> **ACTIVITY**:
Every line below that includes the word "plume" needs to be copied.
START PROVIDED INFORMATION
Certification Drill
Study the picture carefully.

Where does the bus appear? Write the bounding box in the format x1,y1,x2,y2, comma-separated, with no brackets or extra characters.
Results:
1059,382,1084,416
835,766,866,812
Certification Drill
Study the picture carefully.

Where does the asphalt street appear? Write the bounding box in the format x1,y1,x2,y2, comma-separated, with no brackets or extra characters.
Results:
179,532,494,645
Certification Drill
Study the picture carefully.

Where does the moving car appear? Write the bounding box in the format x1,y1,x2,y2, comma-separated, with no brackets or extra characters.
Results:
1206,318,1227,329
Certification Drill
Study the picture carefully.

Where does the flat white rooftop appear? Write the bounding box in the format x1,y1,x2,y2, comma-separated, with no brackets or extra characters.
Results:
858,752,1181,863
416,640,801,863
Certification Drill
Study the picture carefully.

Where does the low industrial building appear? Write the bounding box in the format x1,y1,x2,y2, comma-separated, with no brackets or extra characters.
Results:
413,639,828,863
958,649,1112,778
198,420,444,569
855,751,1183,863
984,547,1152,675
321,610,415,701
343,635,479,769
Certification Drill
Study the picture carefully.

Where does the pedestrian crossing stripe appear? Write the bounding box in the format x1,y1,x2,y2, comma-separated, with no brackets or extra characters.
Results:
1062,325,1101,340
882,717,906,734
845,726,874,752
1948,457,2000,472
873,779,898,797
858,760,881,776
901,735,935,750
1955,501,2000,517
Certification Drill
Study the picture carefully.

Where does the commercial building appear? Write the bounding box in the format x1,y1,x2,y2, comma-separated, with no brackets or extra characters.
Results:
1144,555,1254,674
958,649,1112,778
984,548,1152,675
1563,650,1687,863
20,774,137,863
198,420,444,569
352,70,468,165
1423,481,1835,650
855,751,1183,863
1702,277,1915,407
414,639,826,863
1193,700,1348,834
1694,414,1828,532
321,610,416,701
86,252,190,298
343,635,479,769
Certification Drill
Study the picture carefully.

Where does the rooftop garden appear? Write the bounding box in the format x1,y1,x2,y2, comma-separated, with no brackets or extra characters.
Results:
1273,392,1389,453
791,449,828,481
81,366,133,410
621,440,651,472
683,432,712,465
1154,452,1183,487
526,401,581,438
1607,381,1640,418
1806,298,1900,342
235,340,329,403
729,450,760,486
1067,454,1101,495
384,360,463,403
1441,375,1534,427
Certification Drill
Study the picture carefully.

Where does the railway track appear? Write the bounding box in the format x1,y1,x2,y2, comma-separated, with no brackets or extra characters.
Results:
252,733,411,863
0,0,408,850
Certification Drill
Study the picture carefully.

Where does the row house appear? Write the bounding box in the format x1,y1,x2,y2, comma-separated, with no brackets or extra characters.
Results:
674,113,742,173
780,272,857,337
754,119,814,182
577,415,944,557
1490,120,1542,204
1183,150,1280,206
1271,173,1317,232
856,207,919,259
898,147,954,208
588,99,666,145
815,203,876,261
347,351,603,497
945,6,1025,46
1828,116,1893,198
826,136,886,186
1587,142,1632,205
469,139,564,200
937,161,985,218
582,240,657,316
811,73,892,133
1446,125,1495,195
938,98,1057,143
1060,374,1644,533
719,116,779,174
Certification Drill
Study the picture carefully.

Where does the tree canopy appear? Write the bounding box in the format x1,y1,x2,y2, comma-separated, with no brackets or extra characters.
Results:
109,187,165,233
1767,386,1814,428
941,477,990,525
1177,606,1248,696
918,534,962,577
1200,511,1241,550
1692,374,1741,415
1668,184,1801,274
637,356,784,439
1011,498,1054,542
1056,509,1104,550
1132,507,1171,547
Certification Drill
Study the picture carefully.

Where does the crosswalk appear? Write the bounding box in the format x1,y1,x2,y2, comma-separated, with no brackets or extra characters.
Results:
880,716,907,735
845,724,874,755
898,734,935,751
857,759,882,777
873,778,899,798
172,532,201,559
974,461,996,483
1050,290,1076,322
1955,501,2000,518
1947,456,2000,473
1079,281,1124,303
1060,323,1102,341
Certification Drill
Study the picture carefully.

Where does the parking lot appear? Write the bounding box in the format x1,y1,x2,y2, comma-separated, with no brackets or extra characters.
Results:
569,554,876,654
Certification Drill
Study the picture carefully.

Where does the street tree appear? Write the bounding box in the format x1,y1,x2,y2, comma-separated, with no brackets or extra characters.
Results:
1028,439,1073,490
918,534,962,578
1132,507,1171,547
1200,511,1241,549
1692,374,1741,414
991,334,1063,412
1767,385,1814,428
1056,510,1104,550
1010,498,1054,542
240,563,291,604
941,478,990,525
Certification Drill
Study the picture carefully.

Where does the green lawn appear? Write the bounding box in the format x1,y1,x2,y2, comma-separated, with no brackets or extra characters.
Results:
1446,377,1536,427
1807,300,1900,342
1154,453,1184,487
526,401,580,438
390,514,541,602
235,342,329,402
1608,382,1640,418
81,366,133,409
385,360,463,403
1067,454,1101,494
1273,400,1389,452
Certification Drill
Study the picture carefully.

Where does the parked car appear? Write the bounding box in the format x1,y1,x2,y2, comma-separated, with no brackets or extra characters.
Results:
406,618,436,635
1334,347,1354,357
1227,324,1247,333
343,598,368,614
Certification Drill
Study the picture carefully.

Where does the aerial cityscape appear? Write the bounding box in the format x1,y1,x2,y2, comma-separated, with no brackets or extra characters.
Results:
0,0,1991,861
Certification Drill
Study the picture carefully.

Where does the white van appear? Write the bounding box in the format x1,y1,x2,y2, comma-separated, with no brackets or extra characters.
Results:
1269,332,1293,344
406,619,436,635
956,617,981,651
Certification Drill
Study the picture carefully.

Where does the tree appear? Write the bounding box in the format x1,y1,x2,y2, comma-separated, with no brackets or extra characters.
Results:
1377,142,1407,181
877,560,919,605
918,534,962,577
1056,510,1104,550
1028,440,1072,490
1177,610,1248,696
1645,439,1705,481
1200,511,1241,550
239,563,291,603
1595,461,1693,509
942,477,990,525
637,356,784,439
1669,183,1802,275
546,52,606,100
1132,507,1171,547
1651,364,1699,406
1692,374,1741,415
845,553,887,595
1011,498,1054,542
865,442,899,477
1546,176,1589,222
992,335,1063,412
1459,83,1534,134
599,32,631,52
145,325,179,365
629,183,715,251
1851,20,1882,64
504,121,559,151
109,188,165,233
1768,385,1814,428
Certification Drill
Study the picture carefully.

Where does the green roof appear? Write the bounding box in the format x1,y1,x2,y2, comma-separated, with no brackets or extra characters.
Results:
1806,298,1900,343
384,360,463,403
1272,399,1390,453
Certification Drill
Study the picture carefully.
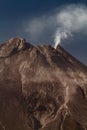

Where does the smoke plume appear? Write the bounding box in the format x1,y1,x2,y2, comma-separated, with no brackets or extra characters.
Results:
54,4,87,48
23,4,87,48
54,30,72,48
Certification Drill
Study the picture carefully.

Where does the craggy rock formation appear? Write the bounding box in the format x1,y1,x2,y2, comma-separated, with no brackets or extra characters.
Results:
0,37,87,130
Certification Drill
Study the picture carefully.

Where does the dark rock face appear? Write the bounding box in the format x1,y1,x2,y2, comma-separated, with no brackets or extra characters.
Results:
0,37,87,130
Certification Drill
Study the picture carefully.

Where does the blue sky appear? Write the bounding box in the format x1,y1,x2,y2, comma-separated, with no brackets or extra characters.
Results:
0,0,87,64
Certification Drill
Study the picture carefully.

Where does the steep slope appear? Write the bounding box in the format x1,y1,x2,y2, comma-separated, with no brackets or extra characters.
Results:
0,37,87,130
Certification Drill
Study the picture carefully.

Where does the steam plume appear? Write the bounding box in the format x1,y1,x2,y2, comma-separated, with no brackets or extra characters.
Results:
54,4,87,48
23,4,87,48
54,30,71,48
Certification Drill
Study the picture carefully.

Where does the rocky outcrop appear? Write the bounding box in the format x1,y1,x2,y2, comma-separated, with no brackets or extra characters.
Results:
0,37,87,130
0,37,30,57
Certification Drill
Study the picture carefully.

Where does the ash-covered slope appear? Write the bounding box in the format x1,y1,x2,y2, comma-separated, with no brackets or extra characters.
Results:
0,37,87,130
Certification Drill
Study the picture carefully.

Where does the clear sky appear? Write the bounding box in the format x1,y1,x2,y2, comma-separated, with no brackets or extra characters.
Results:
0,0,87,64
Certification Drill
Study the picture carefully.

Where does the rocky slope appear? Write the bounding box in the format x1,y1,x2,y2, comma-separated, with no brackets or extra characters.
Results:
0,37,87,130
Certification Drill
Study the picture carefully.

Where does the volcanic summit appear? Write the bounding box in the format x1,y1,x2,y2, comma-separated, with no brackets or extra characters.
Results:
0,37,87,130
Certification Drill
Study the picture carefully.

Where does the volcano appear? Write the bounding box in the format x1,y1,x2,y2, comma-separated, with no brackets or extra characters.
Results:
0,37,87,130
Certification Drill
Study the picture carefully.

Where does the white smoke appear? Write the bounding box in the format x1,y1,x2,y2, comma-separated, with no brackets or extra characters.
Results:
23,4,87,48
54,4,87,48
54,30,72,48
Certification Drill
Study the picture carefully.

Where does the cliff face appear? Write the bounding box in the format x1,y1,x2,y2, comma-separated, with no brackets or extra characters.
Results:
0,37,87,130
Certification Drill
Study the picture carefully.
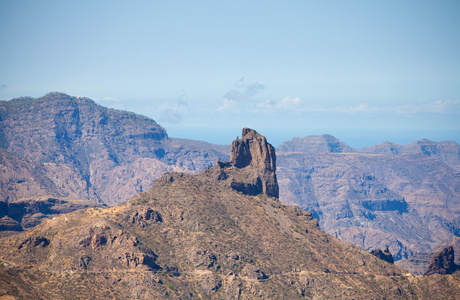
END PROVIDED INFORMATION
> **THE COMPLETED TASK**:
Where does the smoke plume appear? Write the bounding box in the format x1,y1,x2,y2, comma-separated, with no brackets or extra characters.
Where does the steam plume appear? Write the bounding box in the format x1,y1,x2,y2, comma-separated, with no brackets or extra characters.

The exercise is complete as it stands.